RECORD EXTRACTS:
━━━━━━━━━━

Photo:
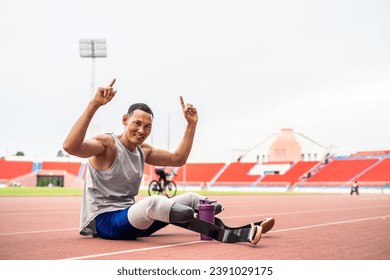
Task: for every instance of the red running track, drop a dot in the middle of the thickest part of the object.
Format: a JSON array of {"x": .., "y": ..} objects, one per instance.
[{"x": 308, "y": 227}]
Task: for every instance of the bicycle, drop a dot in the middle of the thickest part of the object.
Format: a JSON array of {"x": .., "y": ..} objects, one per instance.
[{"x": 156, "y": 187}]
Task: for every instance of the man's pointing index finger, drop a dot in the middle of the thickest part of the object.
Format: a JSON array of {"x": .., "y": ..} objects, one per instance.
[{"x": 112, "y": 83}]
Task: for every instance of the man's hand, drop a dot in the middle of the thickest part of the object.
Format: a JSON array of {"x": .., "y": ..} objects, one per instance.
[
  {"x": 104, "y": 94},
  {"x": 190, "y": 113}
]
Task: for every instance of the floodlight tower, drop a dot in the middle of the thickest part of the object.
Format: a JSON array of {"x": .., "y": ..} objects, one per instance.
[{"x": 93, "y": 48}]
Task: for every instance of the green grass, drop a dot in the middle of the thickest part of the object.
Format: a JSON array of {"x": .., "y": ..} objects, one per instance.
[{"x": 39, "y": 191}]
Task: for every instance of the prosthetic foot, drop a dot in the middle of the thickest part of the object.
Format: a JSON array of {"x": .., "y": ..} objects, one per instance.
[{"x": 219, "y": 231}]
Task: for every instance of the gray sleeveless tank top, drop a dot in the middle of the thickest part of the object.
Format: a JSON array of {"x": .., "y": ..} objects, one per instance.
[{"x": 112, "y": 189}]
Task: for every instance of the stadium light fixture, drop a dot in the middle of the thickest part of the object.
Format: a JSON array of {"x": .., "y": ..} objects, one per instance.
[{"x": 93, "y": 48}]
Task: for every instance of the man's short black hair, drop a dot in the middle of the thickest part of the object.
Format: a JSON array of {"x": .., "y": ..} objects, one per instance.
[{"x": 139, "y": 106}]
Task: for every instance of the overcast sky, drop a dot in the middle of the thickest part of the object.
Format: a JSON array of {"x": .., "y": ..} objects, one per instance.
[{"x": 251, "y": 68}]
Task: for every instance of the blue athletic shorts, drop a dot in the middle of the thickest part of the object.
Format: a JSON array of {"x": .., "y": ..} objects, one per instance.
[{"x": 115, "y": 225}]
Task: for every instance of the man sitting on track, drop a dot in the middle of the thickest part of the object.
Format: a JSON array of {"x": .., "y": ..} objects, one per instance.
[{"x": 115, "y": 170}]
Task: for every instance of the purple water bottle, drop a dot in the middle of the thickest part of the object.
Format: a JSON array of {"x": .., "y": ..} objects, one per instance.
[{"x": 206, "y": 213}]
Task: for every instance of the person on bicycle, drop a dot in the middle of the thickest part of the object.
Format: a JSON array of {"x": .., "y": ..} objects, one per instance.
[
  {"x": 163, "y": 176},
  {"x": 116, "y": 167}
]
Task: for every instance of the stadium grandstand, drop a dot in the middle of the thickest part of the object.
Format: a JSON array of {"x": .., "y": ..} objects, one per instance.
[{"x": 287, "y": 167}]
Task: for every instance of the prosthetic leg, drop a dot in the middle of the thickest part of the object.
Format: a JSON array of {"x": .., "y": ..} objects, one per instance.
[{"x": 219, "y": 231}]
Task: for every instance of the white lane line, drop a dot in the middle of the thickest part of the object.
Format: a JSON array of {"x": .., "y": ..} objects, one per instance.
[
  {"x": 134, "y": 250},
  {"x": 29, "y": 214},
  {"x": 37, "y": 231},
  {"x": 331, "y": 224},
  {"x": 304, "y": 212},
  {"x": 200, "y": 241}
]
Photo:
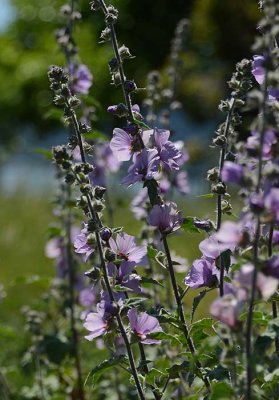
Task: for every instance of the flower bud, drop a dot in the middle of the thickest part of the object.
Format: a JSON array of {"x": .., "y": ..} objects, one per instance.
[
  {"x": 84, "y": 128},
  {"x": 58, "y": 100},
  {"x": 82, "y": 202},
  {"x": 219, "y": 188},
  {"x": 85, "y": 188},
  {"x": 70, "y": 178},
  {"x": 213, "y": 174},
  {"x": 105, "y": 234},
  {"x": 113, "y": 65},
  {"x": 220, "y": 141},
  {"x": 109, "y": 255},
  {"x": 129, "y": 86},
  {"x": 99, "y": 192},
  {"x": 226, "y": 207},
  {"x": 120, "y": 110},
  {"x": 98, "y": 206},
  {"x": 105, "y": 35},
  {"x": 74, "y": 101},
  {"x": 124, "y": 52},
  {"x": 94, "y": 273}
]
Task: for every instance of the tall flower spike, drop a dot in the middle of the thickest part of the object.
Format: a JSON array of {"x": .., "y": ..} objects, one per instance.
[{"x": 143, "y": 324}]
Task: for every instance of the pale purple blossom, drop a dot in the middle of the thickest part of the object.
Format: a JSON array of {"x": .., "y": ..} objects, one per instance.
[
  {"x": 272, "y": 203},
  {"x": 168, "y": 153},
  {"x": 227, "y": 309},
  {"x": 97, "y": 323},
  {"x": 266, "y": 285},
  {"x": 138, "y": 205},
  {"x": 231, "y": 172},
  {"x": 273, "y": 267},
  {"x": 165, "y": 217},
  {"x": 202, "y": 273},
  {"x": 123, "y": 275},
  {"x": 181, "y": 182},
  {"x": 142, "y": 325},
  {"x": 125, "y": 247},
  {"x": 144, "y": 168},
  {"x": 81, "y": 245},
  {"x": 82, "y": 78},
  {"x": 121, "y": 145},
  {"x": 258, "y": 70},
  {"x": 87, "y": 297}
]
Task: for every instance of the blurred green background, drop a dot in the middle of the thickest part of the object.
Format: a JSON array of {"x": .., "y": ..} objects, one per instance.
[{"x": 221, "y": 33}]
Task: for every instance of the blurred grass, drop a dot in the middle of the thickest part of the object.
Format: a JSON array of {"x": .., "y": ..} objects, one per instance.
[{"x": 22, "y": 240}]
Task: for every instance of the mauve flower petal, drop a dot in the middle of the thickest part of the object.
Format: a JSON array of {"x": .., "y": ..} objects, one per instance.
[
  {"x": 121, "y": 145},
  {"x": 132, "y": 315}
]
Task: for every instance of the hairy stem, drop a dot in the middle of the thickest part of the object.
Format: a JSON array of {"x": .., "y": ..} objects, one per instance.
[
  {"x": 180, "y": 311},
  {"x": 249, "y": 374},
  {"x": 219, "y": 196},
  {"x": 71, "y": 277},
  {"x": 95, "y": 217}
]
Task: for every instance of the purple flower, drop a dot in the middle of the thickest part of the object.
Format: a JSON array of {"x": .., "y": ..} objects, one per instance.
[
  {"x": 275, "y": 237},
  {"x": 123, "y": 275},
  {"x": 167, "y": 151},
  {"x": 145, "y": 167},
  {"x": 227, "y": 310},
  {"x": 138, "y": 205},
  {"x": 165, "y": 217},
  {"x": 82, "y": 78},
  {"x": 121, "y": 145},
  {"x": 87, "y": 297},
  {"x": 98, "y": 323},
  {"x": 273, "y": 94},
  {"x": 202, "y": 273},
  {"x": 272, "y": 203},
  {"x": 143, "y": 324},
  {"x": 229, "y": 235},
  {"x": 273, "y": 267},
  {"x": 81, "y": 245},
  {"x": 231, "y": 172},
  {"x": 181, "y": 182},
  {"x": 258, "y": 70},
  {"x": 125, "y": 247}
]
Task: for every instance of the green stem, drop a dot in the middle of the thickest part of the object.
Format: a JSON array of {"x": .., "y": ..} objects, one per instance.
[
  {"x": 180, "y": 311},
  {"x": 95, "y": 217},
  {"x": 248, "y": 335}
]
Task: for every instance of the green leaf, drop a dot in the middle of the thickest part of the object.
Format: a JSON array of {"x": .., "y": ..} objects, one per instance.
[
  {"x": 164, "y": 336},
  {"x": 98, "y": 371},
  {"x": 44, "y": 152},
  {"x": 207, "y": 195},
  {"x": 219, "y": 373},
  {"x": 196, "y": 302},
  {"x": 56, "y": 347},
  {"x": 188, "y": 225},
  {"x": 262, "y": 344},
  {"x": 150, "y": 377},
  {"x": 95, "y": 135},
  {"x": 221, "y": 390},
  {"x": 133, "y": 302},
  {"x": 226, "y": 259},
  {"x": 151, "y": 252},
  {"x": 149, "y": 281},
  {"x": 198, "y": 329},
  {"x": 140, "y": 123},
  {"x": 118, "y": 229},
  {"x": 152, "y": 188},
  {"x": 176, "y": 369}
]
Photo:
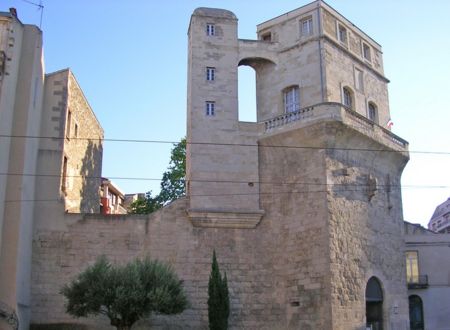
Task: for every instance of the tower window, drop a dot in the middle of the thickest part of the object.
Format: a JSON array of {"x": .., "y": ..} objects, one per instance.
[
  {"x": 266, "y": 37},
  {"x": 359, "y": 81},
  {"x": 210, "y": 108},
  {"x": 306, "y": 28},
  {"x": 64, "y": 176},
  {"x": 347, "y": 97},
  {"x": 68, "y": 124},
  {"x": 210, "y": 73},
  {"x": 412, "y": 267},
  {"x": 372, "y": 112},
  {"x": 210, "y": 29},
  {"x": 366, "y": 52},
  {"x": 342, "y": 34},
  {"x": 291, "y": 99}
]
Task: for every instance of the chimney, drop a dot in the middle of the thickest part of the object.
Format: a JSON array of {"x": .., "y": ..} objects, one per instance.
[{"x": 13, "y": 12}]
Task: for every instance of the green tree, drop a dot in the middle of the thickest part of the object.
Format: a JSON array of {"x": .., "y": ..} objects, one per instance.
[
  {"x": 145, "y": 205},
  {"x": 218, "y": 298},
  {"x": 172, "y": 184},
  {"x": 125, "y": 293}
]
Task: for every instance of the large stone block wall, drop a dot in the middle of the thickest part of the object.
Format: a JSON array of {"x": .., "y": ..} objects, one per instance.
[
  {"x": 365, "y": 228},
  {"x": 246, "y": 255},
  {"x": 78, "y": 140}
]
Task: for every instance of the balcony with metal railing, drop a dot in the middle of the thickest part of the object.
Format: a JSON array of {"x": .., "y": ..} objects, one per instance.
[
  {"x": 335, "y": 111},
  {"x": 417, "y": 282}
]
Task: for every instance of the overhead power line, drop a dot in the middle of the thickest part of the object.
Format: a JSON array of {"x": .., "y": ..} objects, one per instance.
[
  {"x": 274, "y": 193},
  {"x": 222, "y": 144},
  {"x": 87, "y": 177}
]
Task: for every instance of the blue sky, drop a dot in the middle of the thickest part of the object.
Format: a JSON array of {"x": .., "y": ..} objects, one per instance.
[{"x": 130, "y": 59}]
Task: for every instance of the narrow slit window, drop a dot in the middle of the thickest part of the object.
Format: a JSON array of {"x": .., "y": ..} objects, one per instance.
[
  {"x": 64, "y": 176},
  {"x": 210, "y": 29},
  {"x": 306, "y": 28},
  {"x": 210, "y": 73},
  {"x": 366, "y": 52},
  {"x": 68, "y": 124},
  {"x": 342, "y": 34},
  {"x": 291, "y": 99},
  {"x": 372, "y": 112},
  {"x": 347, "y": 97},
  {"x": 210, "y": 108}
]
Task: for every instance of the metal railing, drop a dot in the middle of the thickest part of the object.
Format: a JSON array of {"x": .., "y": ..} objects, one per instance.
[
  {"x": 335, "y": 110},
  {"x": 417, "y": 282}
]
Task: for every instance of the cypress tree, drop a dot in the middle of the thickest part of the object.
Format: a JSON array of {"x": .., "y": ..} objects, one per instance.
[{"x": 218, "y": 298}]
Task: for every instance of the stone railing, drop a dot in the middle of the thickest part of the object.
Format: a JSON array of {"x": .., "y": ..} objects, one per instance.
[
  {"x": 288, "y": 118},
  {"x": 366, "y": 124},
  {"x": 336, "y": 111}
]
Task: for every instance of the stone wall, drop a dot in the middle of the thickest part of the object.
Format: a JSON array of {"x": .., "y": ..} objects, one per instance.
[
  {"x": 76, "y": 138},
  {"x": 365, "y": 228}
]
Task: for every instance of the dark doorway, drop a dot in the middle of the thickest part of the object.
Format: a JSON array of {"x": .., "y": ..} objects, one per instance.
[
  {"x": 374, "y": 305},
  {"x": 416, "y": 313}
]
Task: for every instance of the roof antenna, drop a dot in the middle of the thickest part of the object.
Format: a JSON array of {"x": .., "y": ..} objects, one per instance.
[{"x": 40, "y": 7}]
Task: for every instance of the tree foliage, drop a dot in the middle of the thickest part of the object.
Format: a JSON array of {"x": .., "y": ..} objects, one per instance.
[
  {"x": 145, "y": 205},
  {"x": 218, "y": 298},
  {"x": 125, "y": 293},
  {"x": 172, "y": 184}
]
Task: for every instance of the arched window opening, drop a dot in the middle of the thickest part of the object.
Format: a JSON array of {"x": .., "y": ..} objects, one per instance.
[
  {"x": 416, "y": 319},
  {"x": 291, "y": 98},
  {"x": 347, "y": 97},
  {"x": 374, "y": 304},
  {"x": 247, "y": 93},
  {"x": 372, "y": 112}
]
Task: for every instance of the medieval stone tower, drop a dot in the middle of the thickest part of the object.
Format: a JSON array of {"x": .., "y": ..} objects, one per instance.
[{"x": 318, "y": 174}]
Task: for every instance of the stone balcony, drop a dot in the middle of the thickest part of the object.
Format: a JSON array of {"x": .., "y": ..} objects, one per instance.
[{"x": 332, "y": 111}]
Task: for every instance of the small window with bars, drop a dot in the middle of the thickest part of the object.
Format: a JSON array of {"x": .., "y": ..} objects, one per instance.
[
  {"x": 210, "y": 29},
  {"x": 291, "y": 99},
  {"x": 306, "y": 28},
  {"x": 210, "y": 108},
  {"x": 210, "y": 73}
]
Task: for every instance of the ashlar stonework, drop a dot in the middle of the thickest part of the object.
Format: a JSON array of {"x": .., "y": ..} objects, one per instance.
[{"x": 303, "y": 207}]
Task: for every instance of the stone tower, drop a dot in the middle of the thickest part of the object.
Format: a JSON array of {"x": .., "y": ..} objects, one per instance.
[{"x": 318, "y": 173}]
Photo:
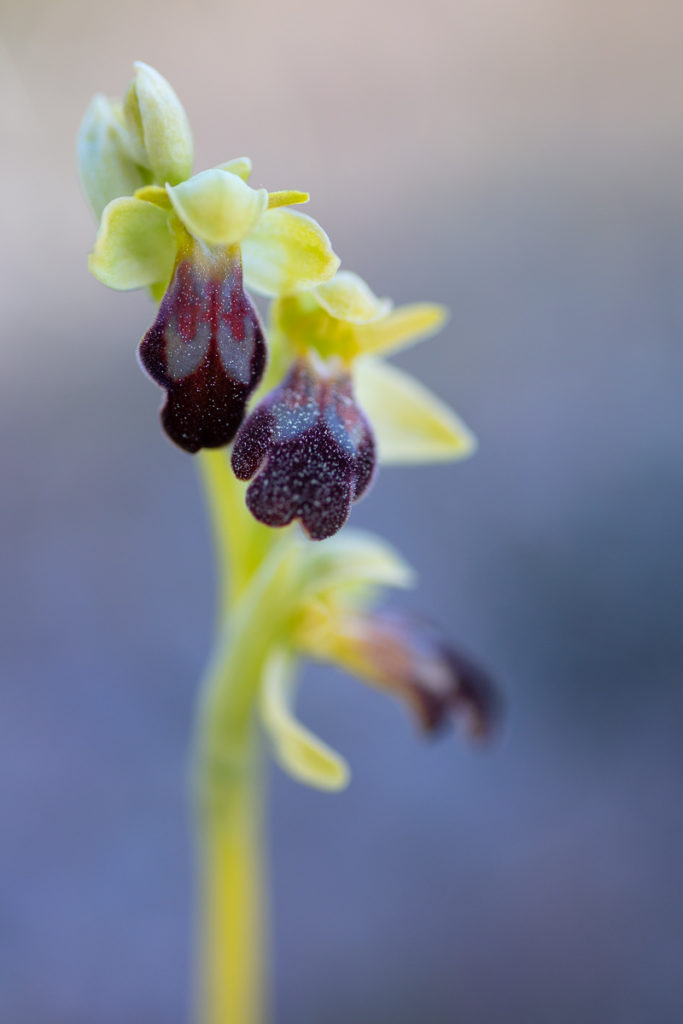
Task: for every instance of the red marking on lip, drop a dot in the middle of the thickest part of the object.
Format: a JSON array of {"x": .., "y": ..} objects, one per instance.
[{"x": 205, "y": 408}]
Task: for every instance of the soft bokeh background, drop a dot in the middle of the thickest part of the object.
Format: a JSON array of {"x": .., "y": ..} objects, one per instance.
[{"x": 521, "y": 161}]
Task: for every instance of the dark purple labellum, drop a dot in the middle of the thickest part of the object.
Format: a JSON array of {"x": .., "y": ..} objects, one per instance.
[
  {"x": 411, "y": 658},
  {"x": 206, "y": 347},
  {"x": 312, "y": 451}
]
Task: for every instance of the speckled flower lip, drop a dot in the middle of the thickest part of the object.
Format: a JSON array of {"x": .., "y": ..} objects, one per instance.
[
  {"x": 206, "y": 347},
  {"x": 311, "y": 449}
]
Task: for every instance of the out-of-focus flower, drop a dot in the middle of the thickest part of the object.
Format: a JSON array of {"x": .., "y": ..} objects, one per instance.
[
  {"x": 311, "y": 449},
  {"x": 194, "y": 241},
  {"x": 408, "y": 657},
  {"x": 334, "y": 621},
  {"x": 309, "y": 442}
]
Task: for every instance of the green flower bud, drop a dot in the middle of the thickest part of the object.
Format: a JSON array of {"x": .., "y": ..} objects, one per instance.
[
  {"x": 105, "y": 165},
  {"x": 158, "y": 128}
]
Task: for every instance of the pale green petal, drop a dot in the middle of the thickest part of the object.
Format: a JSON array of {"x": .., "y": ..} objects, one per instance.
[
  {"x": 158, "y": 126},
  {"x": 241, "y": 166},
  {"x": 411, "y": 424},
  {"x": 289, "y": 197},
  {"x": 402, "y": 328},
  {"x": 347, "y": 297},
  {"x": 353, "y": 559},
  {"x": 298, "y": 751},
  {"x": 218, "y": 207},
  {"x": 104, "y": 164},
  {"x": 134, "y": 245},
  {"x": 287, "y": 252}
]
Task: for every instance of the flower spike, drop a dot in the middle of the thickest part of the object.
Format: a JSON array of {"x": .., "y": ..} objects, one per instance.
[
  {"x": 312, "y": 451},
  {"x": 206, "y": 347}
]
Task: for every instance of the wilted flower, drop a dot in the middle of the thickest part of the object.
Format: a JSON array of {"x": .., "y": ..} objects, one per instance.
[
  {"x": 412, "y": 659},
  {"x": 311, "y": 449},
  {"x": 194, "y": 241},
  {"x": 334, "y": 621}
]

━━━━━━━━━━

The line containing "Task: for every instance of the flower spike, drop" marks the start; retype it and each line after it through the end of the records above, exactly.

IN RESPONSE:
Task: for every instance of the flower spike, drop a dot in the middle of the thickest part of the object.
Format: a JSON array of {"x": .., "y": ..} objects, one per instance.
[
  {"x": 312, "y": 451},
  {"x": 206, "y": 347}
]
Task: for every instance of the wilted flower, drop a dot in the middle of the thickest part of the object.
Format: a JSON array of {"x": .., "y": ..} objects, one per instance.
[
  {"x": 412, "y": 659},
  {"x": 311, "y": 449},
  {"x": 194, "y": 241},
  {"x": 334, "y": 621}
]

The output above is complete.